*** Opening Material for this exercise ***

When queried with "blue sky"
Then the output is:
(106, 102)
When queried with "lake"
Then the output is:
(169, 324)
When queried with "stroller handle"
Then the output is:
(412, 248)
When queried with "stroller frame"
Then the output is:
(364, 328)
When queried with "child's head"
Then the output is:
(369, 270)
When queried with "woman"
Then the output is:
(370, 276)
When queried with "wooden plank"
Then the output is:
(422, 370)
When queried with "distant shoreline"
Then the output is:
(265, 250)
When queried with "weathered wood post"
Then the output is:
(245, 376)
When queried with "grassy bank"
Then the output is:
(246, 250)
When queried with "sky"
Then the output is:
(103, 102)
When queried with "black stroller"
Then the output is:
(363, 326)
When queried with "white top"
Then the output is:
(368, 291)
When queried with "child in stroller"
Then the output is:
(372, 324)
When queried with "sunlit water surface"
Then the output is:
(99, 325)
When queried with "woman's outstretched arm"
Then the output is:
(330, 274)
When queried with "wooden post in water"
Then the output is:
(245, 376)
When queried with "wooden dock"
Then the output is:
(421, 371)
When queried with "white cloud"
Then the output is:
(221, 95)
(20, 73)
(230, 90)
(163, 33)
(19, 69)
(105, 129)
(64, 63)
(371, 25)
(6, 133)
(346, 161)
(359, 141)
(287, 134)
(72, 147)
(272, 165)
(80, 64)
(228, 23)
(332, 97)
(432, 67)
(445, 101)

*** Closing Material for this exercise ***

◆ Work item ◆
Each line above should be output exactly as written.

◆ Solution below ◆
When queried with "blue sky"
Then the output is:
(106, 102)
When queried with "lake"
Then the output is:
(169, 324)
When queried with "stroller handle"
Then the output is:
(412, 248)
When queried with "stroller frame"
Then the output is:
(364, 328)
When queried with "child's head"
Then the output is:
(369, 270)
When queried with "woman"
Then the output is:
(370, 276)
When queried with "wooden plank"
Then the output is:
(422, 370)
When queried with "distant shoreline"
Then the output is:
(265, 250)
When queried with "weathered wood post"
Then the output is:
(245, 376)
When queried with "grassy bank"
Then the output is:
(246, 250)
When queried with "sky"
Then the output is:
(103, 102)
When queried with "black stroller"
Then the output is:
(363, 326)
When queried with "white top"
Then the output is:
(368, 291)
When queried with "child in stroller"
Then the output is:
(372, 324)
When queried with "sunlit water surface"
Then the output is:
(99, 325)
When queried with "woman's outstretched arm"
Then the output is:
(330, 274)
When queried with "wooden post in water"
Then the output is:
(245, 376)
When queried with "wooden dock"
Then the output is:
(421, 371)
When queried with "white cloud"
Then the output is:
(221, 95)
(20, 73)
(230, 90)
(163, 33)
(19, 69)
(105, 129)
(64, 63)
(371, 25)
(6, 133)
(346, 161)
(359, 141)
(287, 134)
(72, 147)
(272, 165)
(80, 64)
(228, 23)
(332, 97)
(432, 67)
(445, 101)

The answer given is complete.